▶ Document source
%%
L’étude est menée par Khaoula Boulaamane, de l’École nationale d’administration publique (ÉNAP), Valéry Psyché et Bianca B-Lamoureux, de l’Université TÉLUQ. Les résultats ont été présentés lors du plus récent Colloque international en éducation organisé par le Centre de recherche interuniversitaire sur la formation et la profession enseignante (CRIFPE), qui s’est tenu les 1ᵉʳ et 2 mai 2025 à Montréal.
Un intérêt manifeste, mais un flou persistant
À travers des entrevues semi-dirigées réalisées auprès de dix gestionnaires œuvrant dans les milieux primaire, secondaire et collégial, l’équipe de recherche a cherché à comprendre les attitudes et attentes des directions à l’égard de l’IA.
Premier constat : si la majorité des directions interrogées associent l’IA à des outils comme ChatGPT, Copilot ou Canva, leur compréhension de ses applications reste souvent vague. « Je ne sais pas ce que ça me permettrait de faire de plus », résume une citation présentée pendant la conférence. « Le vocabulaire reste flou, les compétences limitées et les usages concrets demeurent à définir. Pour plusieurs, l’IA représente davantage une promesse qu’un outil maîtrisé », a résumé Khaoula Boulaamane lors de la conférence.
%%
▶ Consigne
Répondez à ces questions à partir du document source :
1. Quand et dans quelle ville s'est tenu le colloque où les résultats ont été présentés ?
2. Combien de gestionnaires ont participé aux entrevues, et dans quels milieux travaillent-ils ?
3. À quels outils la majorité des directions interrogées associent-elles l'IA ?

▶ Données fournies
%%
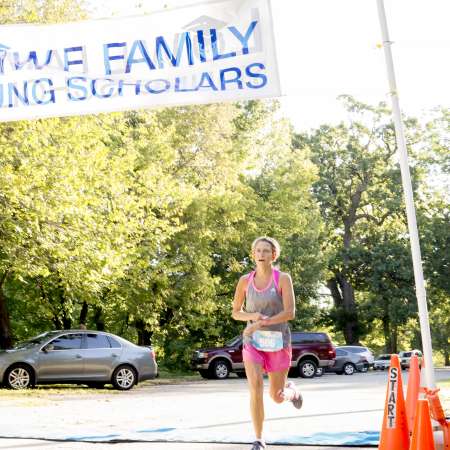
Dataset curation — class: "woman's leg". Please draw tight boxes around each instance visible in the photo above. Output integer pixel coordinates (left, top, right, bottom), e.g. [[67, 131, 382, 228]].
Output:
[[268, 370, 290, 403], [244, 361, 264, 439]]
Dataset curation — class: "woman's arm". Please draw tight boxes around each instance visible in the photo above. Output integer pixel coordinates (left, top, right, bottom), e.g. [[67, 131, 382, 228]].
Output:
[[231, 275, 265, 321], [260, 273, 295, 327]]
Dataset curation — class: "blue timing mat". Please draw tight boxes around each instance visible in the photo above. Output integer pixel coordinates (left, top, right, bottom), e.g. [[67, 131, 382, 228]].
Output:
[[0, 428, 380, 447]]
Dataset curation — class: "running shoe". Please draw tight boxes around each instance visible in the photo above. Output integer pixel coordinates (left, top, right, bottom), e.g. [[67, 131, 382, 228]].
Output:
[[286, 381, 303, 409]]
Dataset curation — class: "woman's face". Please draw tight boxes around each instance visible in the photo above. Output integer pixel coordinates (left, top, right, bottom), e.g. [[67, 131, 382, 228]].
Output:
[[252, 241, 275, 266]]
%%
%%
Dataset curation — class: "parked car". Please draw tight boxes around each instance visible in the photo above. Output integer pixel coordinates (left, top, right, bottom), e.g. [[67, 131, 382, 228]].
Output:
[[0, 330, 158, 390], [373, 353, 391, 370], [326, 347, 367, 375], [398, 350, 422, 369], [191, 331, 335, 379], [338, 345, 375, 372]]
%%
▶ Résultat
1. Les 1ᵉʳ et 2 mai 2025, à Montréal.
2. Dix gestionnaires, qui travaillent dans les milieux primaire, secondaire et collégial.
3. À ChatGPT, Copilot et Canva.